Data under study: Begin

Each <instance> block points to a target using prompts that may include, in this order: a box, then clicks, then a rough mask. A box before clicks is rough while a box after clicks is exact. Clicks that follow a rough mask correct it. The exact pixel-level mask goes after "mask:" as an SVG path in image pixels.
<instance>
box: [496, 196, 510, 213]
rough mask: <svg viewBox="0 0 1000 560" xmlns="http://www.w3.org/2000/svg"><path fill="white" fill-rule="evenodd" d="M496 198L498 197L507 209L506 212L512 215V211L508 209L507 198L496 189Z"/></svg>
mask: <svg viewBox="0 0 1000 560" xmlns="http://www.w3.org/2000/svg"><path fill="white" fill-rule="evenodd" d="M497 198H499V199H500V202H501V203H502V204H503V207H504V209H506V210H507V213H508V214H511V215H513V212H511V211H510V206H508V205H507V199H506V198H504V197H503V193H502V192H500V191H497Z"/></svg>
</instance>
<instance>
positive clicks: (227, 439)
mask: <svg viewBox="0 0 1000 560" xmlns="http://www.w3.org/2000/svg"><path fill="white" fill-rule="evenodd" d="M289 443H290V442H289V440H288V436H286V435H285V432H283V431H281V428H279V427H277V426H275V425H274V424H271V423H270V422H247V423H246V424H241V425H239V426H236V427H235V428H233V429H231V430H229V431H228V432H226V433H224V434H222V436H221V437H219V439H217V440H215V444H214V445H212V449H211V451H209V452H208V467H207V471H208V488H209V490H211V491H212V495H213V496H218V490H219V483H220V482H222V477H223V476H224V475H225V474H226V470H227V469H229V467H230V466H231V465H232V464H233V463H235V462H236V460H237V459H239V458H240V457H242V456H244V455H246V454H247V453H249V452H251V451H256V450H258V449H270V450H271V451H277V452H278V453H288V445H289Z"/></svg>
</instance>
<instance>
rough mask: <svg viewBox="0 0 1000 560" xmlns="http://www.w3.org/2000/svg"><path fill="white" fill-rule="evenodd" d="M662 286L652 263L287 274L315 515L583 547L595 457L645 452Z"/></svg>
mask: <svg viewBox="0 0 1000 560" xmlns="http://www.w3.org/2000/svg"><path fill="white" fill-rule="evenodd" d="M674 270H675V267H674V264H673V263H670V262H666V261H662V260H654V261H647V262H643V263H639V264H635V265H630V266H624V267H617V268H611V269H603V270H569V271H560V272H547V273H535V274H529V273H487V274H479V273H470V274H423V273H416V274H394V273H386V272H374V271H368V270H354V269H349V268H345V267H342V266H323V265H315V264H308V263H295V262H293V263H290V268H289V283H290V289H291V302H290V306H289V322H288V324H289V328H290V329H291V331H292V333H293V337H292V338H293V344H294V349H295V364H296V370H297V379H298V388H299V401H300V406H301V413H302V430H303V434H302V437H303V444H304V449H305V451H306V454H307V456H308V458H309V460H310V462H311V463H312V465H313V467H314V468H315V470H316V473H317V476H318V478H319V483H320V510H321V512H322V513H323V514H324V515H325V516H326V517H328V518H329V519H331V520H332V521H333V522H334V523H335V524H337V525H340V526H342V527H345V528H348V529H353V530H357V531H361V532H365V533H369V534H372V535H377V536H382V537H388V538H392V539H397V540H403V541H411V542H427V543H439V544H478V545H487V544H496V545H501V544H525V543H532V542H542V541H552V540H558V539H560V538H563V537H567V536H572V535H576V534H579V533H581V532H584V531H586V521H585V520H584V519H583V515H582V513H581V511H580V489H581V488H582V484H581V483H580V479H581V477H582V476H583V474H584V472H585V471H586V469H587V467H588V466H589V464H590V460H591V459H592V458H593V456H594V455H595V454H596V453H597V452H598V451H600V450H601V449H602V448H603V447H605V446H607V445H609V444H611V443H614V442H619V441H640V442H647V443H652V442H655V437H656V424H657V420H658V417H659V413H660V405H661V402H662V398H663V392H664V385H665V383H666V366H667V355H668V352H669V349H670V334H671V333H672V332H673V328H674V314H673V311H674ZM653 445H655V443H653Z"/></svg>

Data under study: End

Required action -
Restate the material word for word, leaving nothing out.

Output for this exercise -
Each <instance> block points to a target using prompts that may include, in this order: a box, then clicks, then a rough mask. A box before clicks is rough while a box after clicks is exact. Clicks that follow a rough mask correct it. The exact pixel-level mask goes after "mask:" as an SVG path in image pixels.
<instance>
box: [496, 196, 510, 213]
rough mask: <svg viewBox="0 0 1000 560" xmlns="http://www.w3.org/2000/svg"><path fill="white" fill-rule="evenodd" d="M496 198L498 197L507 209L506 212L512 215V211L508 209L507 198L496 189Z"/></svg>
mask: <svg viewBox="0 0 1000 560" xmlns="http://www.w3.org/2000/svg"><path fill="white" fill-rule="evenodd" d="M497 198H499V199H500V202H501V203H502V204H503V207H504V209H506V210H507V213H508V214H511V215H513V212H511V211H510V206H508V205H507V199H506V198H504V197H503V193H502V192H500V191H497Z"/></svg>
</instance>
<instance>
positive clicks: (227, 439)
mask: <svg viewBox="0 0 1000 560" xmlns="http://www.w3.org/2000/svg"><path fill="white" fill-rule="evenodd" d="M289 443H290V442H289V440H288V436H286V435H285V432H283V431H281V428H279V427H277V426H275V425H274V424H271V423H270V422H247V423H246V424H241V425H239V426H236V427H235V428H233V429H231V430H229V431H228V432H226V433H224V434H222V436H221V437H219V439H217V440H215V444H214V445H212V449H211V451H209V452H208V467H207V471H208V488H209V490H211V491H212V495H213V496H218V490H219V483H220V482H222V477H223V476H224V475H225V474H226V470H227V469H229V467H230V466H231V465H232V464H233V463H235V462H236V460H237V459H239V458H240V457H242V456H244V455H246V454H247V453H249V452H251V451H256V450H258V449H270V450H271V451H277V452H278V453H288V445H289Z"/></svg>
</instance>
<instance>
rough mask: <svg viewBox="0 0 1000 560" xmlns="http://www.w3.org/2000/svg"><path fill="white" fill-rule="evenodd" d="M662 286L652 263L287 274L315 515L583 547L595 457L645 452Z"/></svg>
mask: <svg viewBox="0 0 1000 560" xmlns="http://www.w3.org/2000/svg"><path fill="white" fill-rule="evenodd" d="M674 270H675V267H674V264H673V263H670V262H666V261H662V260H654V261H647V262H643V263H639V264H635V265H630V266H624V267H617V268H611V269H603V270H569V271H560V272H547V273H535V274H529V273H487V274H479V273H470V274H423V273H416V274H394V273H386V272H374V271H368V270H354V269H349V268H345V267H342V266H323V265H315V264H308V263H295V262H293V263H290V268H289V283H290V289H291V302H290V306H289V322H288V324H289V328H290V329H291V331H292V333H293V337H292V338H293V344H294V349H295V364H296V370H297V379H298V388H299V401H300V406H301V413H302V430H303V434H302V437H303V444H304V449H305V451H306V454H307V456H308V458H309V460H310V462H311V463H312V465H313V467H314V468H315V470H316V473H317V476H318V478H319V483H320V510H321V512H322V513H323V514H324V515H325V516H326V517H328V518H329V519H331V520H332V521H333V522H334V523H335V524H337V525H340V526H342V527H345V528H348V529H353V530H357V531H361V532H365V533H369V534H372V535H377V536H382V537H388V538H392V539H397V540H403V541H411V542H427V543H439V544H478V545H487V544H496V545H501V544H525V543H532V542H542V541H552V540H558V539H560V538H563V537H567V536H572V535H576V534H579V533H581V532H584V531H586V521H585V520H584V519H583V515H582V513H581V511H580V489H581V488H582V484H581V483H580V479H581V477H582V476H583V474H584V472H585V471H586V469H587V467H588V466H589V464H590V460H591V459H592V458H593V456H594V455H595V454H596V453H597V452H598V451H600V450H601V449H602V448H603V447H605V446H607V445H609V444H611V443H614V442H619V441H640V442H647V443H652V442H655V437H656V424H657V420H658V417H659V413H660V405H661V402H662V398H663V392H664V385H665V383H666V366H667V355H668V352H669V349H670V334H671V333H672V332H673V328H674V314H673V311H674ZM653 445H655V443H653Z"/></svg>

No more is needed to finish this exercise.